| What is required |
Reproduce the records from the line containing "If you don't mind, please locate the forested" through the end of the records, inclusive, with "gray rock face" replaced by "granite cliff" and everything else unchanged.

| Raw data |
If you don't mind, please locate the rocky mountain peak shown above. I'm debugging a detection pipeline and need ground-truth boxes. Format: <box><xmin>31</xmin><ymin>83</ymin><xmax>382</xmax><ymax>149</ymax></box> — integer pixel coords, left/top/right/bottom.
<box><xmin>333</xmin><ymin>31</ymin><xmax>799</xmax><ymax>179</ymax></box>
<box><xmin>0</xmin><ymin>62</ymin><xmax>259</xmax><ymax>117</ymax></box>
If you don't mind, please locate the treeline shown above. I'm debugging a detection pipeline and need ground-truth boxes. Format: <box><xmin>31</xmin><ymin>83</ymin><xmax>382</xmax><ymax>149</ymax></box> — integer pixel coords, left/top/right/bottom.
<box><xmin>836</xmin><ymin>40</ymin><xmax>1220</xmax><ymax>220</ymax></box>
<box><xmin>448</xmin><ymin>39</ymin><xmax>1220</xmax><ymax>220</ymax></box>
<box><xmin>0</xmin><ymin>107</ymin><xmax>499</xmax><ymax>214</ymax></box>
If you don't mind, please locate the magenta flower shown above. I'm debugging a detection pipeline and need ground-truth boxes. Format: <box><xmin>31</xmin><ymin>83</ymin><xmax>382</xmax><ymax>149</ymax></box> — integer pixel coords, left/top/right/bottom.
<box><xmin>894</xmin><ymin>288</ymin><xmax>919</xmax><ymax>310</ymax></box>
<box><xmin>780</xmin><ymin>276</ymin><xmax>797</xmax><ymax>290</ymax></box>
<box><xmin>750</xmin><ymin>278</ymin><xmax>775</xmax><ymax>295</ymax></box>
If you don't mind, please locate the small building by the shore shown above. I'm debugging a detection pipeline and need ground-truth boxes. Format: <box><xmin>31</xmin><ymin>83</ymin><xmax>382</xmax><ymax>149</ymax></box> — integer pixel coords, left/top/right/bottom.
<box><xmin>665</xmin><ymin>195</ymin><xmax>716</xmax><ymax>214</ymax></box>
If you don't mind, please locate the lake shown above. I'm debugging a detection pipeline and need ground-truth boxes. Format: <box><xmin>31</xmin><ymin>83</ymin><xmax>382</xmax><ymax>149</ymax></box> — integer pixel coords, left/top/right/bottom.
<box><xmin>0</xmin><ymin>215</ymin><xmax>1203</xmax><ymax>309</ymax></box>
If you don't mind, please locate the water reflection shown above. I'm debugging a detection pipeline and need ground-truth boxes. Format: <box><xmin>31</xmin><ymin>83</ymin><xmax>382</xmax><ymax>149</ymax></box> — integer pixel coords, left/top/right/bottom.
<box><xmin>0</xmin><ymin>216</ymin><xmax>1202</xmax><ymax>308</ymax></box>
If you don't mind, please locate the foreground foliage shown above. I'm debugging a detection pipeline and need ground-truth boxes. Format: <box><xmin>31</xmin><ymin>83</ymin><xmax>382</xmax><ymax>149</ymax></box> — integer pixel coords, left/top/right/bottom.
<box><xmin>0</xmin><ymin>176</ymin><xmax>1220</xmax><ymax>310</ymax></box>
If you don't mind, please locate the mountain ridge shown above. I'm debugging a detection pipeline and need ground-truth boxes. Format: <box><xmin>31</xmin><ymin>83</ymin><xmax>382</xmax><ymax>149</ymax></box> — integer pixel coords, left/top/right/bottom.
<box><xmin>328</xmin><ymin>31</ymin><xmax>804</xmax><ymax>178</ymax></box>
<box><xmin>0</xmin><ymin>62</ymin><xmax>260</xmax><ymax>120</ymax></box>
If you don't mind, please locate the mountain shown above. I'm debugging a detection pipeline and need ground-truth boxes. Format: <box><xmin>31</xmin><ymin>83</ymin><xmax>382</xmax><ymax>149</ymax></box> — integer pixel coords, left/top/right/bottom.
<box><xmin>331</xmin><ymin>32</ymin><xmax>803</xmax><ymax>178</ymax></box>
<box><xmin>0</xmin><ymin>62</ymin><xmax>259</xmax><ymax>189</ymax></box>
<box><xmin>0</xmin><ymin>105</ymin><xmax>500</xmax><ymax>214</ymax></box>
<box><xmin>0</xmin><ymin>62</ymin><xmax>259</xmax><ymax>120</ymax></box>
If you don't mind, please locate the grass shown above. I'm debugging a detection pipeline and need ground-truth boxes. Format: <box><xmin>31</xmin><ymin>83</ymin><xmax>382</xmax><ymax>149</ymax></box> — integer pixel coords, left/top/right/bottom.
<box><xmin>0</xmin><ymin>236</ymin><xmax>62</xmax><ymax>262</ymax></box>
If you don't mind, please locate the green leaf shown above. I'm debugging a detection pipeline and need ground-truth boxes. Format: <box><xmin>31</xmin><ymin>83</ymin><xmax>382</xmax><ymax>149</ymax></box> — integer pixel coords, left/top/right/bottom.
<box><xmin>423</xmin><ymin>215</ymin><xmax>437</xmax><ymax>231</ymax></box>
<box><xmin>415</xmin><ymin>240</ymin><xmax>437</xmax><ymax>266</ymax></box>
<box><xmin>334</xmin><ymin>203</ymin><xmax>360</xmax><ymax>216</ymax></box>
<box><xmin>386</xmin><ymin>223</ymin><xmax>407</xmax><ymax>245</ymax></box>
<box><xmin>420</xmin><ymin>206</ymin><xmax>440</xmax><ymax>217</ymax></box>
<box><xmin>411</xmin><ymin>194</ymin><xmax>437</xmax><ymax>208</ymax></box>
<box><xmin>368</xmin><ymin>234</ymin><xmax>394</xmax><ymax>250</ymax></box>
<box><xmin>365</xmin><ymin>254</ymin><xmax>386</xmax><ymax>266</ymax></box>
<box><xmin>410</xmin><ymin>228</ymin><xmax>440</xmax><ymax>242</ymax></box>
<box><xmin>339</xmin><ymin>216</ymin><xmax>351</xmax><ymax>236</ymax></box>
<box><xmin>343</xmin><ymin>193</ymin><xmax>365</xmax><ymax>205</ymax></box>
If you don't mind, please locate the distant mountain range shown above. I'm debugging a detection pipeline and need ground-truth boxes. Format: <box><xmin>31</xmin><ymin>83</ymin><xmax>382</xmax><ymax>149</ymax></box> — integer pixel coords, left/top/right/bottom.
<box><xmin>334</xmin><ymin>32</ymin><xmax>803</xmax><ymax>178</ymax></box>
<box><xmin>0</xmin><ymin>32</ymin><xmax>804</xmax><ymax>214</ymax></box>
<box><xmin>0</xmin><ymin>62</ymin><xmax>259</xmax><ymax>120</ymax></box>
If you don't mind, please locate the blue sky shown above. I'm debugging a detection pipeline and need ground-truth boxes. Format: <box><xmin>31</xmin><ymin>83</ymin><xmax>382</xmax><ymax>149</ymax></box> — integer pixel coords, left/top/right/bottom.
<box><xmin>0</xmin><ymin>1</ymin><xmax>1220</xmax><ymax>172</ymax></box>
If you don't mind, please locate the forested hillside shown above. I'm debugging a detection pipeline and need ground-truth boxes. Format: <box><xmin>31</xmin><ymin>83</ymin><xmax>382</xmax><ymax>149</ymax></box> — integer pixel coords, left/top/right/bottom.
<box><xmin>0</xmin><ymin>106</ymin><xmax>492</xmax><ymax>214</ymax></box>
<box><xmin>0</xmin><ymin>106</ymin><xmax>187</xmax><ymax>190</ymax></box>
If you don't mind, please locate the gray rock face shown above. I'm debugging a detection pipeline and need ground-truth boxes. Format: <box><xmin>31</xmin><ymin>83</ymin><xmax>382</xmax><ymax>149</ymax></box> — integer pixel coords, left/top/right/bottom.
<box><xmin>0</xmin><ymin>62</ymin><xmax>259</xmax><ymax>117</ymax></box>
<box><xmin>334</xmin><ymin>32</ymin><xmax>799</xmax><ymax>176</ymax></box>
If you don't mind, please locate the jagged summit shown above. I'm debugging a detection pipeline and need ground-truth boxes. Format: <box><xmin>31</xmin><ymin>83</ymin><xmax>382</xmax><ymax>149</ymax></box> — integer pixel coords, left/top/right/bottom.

| Answer in full |
If you don't mind, please locate the forested hillside shown above. I'm debugging a detection pipeline and need ground-truth boxes. Format: <box><xmin>31</xmin><ymin>83</ymin><xmax>382</xmax><ymax>149</ymax></box> — integer pixel coords, left/top/right/bottom.
<box><xmin>0</xmin><ymin>106</ymin><xmax>492</xmax><ymax>214</ymax></box>
<box><xmin>0</xmin><ymin>106</ymin><xmax>187</xmax><ymax>190</ymax></box>
If you don't mind, please locate the granite cliff shown above. I'm debugging a detection pipeline and need ground-truth boxes. Format: <box><xmin>31</xmin><ymin>83</ymin><xmax>382</xmax><ymax>149</ymax></box> — integer pixel coords, left/top/right/bottom.
<box><xmin>0</xmin><ymin>62</ymin><xmax>259</xmax><ymax>117</ymax></box>
<box><xmin>334</xmin><ymin>32</ymin><xmax>799</xmax><ymax>176</ymax></box>
If you don't mind, please locate the jagged summit shown above. I'm debugging a detection pipeline and need ground-truth boxes. Format: <box><xmin>31</xmin><ymin>83</ymin><xmax>382</xmax><ymax>149</ymax></box> — integer pixel coords, left/top/right/bottom.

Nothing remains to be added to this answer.